━━ Dataset extract

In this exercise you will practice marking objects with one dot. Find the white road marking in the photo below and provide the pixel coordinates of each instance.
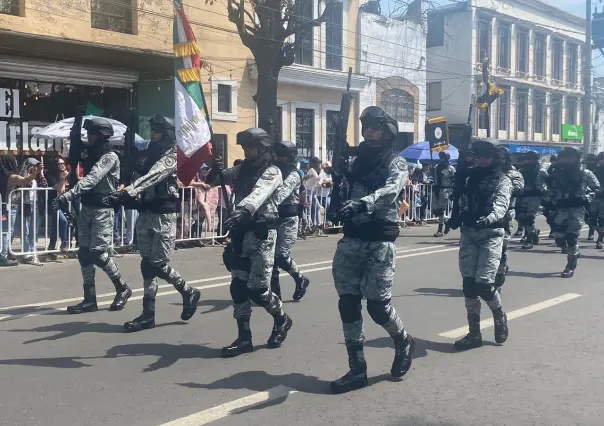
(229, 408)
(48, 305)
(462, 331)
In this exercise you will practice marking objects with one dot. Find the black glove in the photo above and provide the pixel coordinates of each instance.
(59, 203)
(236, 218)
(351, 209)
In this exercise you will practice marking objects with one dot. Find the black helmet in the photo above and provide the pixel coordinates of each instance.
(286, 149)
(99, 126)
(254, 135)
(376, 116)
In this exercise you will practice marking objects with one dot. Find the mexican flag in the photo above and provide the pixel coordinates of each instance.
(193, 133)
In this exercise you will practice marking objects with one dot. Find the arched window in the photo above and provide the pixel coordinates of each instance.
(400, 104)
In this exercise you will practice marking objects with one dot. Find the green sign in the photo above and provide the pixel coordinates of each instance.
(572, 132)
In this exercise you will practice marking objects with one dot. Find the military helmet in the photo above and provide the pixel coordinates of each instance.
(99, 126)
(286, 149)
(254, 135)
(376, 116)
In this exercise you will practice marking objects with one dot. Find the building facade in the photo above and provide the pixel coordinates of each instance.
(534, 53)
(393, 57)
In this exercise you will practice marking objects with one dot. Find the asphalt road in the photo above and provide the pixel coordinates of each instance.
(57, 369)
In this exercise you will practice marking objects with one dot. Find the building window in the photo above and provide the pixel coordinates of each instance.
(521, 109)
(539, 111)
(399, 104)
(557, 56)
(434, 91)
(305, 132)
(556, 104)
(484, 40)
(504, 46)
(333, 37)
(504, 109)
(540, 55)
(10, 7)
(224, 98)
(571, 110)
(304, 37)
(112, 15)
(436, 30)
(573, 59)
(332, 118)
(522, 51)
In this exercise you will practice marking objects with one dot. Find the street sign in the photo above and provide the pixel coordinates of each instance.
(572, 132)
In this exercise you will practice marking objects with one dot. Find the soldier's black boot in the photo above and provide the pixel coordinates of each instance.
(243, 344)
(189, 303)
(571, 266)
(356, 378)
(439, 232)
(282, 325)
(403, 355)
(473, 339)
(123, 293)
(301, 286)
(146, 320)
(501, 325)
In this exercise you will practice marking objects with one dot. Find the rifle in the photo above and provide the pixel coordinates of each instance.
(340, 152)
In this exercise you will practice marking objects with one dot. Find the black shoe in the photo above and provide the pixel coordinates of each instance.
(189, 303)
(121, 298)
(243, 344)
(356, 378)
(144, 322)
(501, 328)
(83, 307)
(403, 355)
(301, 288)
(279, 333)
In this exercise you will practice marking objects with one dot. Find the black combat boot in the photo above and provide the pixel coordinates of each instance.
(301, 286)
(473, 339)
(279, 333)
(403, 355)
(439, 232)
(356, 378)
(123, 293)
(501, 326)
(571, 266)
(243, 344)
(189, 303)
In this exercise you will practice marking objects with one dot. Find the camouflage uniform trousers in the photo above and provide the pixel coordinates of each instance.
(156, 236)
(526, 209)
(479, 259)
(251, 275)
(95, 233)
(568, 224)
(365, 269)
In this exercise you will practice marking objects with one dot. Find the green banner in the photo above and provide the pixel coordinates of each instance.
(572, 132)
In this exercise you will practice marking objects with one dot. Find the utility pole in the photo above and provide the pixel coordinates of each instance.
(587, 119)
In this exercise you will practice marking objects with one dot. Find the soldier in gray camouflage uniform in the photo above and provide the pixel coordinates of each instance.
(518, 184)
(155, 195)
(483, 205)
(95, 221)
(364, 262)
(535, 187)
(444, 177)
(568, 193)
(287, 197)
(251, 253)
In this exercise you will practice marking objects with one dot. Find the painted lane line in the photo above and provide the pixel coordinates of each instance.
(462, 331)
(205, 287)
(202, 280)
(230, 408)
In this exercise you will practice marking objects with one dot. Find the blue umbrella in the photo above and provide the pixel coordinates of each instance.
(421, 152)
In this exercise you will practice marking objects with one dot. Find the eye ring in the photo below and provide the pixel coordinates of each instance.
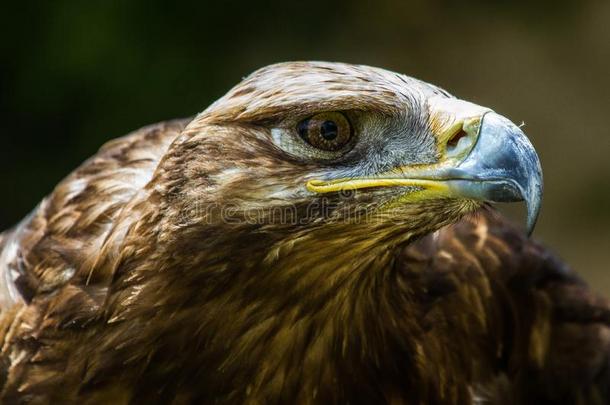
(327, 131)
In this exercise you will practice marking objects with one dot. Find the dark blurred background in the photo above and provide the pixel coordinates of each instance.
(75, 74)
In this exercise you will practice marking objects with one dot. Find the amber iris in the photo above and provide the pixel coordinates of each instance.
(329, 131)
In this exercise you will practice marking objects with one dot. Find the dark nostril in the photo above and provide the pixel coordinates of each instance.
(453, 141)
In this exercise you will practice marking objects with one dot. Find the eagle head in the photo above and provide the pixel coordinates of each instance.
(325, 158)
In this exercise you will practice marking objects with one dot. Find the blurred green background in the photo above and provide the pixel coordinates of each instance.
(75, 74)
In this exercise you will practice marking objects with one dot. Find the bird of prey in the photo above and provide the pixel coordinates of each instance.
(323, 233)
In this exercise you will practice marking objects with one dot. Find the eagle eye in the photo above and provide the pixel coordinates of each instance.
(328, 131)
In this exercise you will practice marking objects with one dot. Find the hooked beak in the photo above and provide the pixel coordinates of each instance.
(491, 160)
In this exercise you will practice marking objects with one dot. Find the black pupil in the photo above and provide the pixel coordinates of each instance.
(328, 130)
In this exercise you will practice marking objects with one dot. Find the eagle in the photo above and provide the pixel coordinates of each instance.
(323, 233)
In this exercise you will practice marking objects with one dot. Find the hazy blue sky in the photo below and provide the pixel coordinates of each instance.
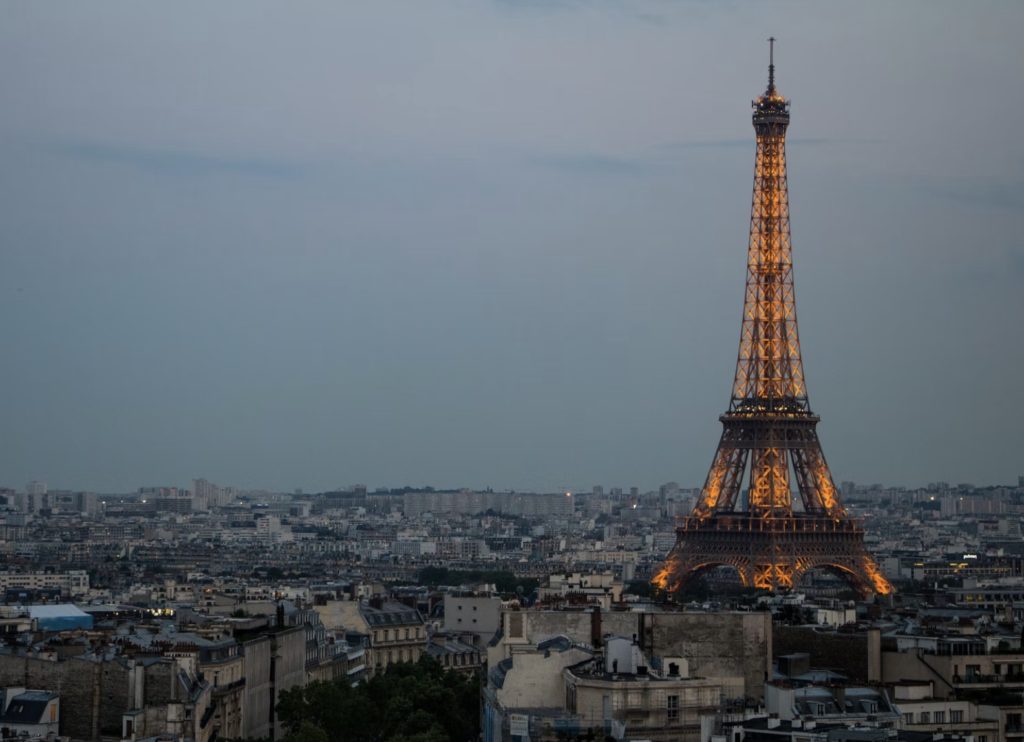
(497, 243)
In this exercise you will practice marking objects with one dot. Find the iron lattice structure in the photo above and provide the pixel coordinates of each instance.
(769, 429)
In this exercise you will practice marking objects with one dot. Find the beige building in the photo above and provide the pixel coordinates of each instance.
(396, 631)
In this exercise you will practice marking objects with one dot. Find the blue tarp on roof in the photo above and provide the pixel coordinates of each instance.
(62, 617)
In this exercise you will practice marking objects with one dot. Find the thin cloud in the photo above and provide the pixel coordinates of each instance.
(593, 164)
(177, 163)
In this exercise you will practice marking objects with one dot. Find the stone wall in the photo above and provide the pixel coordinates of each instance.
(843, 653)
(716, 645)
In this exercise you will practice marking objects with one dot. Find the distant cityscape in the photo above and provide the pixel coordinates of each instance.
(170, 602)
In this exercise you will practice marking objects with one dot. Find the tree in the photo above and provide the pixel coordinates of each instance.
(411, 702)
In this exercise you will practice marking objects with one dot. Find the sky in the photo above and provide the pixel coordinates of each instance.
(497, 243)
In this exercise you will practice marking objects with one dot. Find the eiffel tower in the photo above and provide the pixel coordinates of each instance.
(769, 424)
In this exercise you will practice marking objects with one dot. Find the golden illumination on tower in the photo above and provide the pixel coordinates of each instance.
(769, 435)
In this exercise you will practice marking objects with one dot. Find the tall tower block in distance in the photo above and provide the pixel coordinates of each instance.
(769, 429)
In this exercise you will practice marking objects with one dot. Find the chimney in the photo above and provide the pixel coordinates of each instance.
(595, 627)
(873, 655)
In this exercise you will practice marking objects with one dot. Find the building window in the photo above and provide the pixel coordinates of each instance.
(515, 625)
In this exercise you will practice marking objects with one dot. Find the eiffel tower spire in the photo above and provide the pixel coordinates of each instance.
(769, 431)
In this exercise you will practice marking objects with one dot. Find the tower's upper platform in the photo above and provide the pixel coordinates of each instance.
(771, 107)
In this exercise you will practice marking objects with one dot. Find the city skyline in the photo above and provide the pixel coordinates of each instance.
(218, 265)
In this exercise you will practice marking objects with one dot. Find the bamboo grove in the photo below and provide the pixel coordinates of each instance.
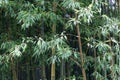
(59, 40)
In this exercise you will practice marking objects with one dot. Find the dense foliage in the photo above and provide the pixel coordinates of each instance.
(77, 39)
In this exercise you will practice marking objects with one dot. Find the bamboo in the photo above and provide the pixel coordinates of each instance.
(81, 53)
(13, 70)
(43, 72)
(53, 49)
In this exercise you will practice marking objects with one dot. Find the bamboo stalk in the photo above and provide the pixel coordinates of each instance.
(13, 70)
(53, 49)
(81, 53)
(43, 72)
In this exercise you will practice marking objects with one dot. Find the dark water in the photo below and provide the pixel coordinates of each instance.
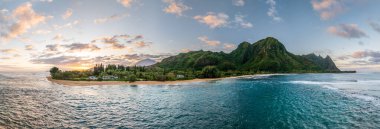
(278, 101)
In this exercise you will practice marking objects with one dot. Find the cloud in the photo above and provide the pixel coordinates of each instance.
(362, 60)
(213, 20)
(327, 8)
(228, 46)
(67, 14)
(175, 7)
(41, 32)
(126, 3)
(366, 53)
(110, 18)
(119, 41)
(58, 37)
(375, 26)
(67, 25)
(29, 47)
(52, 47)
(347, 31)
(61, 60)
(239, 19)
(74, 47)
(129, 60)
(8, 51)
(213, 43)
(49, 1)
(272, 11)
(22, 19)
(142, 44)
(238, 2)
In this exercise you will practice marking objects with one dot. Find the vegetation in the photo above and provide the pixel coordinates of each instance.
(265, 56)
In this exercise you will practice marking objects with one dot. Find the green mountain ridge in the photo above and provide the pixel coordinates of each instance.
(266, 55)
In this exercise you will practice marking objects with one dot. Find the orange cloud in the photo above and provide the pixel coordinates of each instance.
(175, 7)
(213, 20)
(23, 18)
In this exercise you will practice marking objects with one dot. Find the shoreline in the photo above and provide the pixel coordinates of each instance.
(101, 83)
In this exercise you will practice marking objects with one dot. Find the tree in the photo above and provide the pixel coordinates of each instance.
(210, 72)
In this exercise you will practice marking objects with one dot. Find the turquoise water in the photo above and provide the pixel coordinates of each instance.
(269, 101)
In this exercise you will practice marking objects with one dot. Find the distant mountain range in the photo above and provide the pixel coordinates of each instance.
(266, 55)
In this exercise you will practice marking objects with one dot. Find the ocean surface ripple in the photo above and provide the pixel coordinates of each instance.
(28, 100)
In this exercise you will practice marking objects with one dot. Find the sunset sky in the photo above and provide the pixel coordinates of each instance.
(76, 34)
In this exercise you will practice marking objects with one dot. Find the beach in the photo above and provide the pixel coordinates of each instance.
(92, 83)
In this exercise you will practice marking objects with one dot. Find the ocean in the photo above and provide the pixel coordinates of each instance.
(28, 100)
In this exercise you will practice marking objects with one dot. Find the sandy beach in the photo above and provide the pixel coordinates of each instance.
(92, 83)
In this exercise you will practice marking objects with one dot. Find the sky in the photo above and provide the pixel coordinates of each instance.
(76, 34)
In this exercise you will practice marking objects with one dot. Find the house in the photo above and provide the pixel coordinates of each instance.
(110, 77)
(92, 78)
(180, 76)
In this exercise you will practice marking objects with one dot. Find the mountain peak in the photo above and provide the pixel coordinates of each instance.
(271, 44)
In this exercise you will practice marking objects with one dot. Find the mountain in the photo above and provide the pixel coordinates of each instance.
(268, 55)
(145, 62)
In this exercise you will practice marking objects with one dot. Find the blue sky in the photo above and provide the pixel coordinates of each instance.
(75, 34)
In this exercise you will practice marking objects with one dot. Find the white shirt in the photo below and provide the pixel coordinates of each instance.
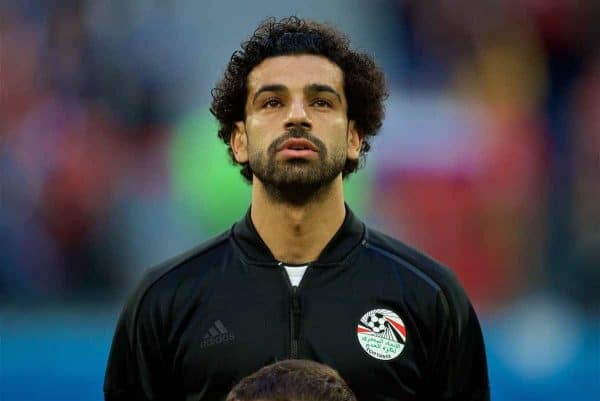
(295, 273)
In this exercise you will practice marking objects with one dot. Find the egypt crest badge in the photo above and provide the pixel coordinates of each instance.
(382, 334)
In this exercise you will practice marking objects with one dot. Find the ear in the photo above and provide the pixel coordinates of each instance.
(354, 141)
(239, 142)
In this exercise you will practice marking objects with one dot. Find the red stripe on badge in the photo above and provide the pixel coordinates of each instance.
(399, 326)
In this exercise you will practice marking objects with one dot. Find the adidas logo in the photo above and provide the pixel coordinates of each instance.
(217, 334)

━━━━

What you are asked to do => Please copy the records above word for word, from the line with "the white shirt" to the end of the records, leaving the pictures out.

Task answer =>
In this exercise you will practice marking objects with one dot. Find the white shirt in the photo below and provide the pixel coordinates of each instance.
(295, 273)
In this exercise you will practice marking objects with one dot. Find the egypt crest badge in the photo above and provide the pixel coordinates of each instance.
(382, 334)
In this exercise you will practice marking objects with one dot. Find the ear in the photo above and provide the pixel coordinates of each instance.
(354, 141)
(239, 142)
In this exercise you will practice marking objects with one dot. Find the red stripe on badge in the photo above and provide the pixel coordinates of each instance.
(399, 326)
In this exercise you will practice marking objects with one dot. Find the adidas logo in the photo above and provide the pixel coordinates of each instance.
(217, 334)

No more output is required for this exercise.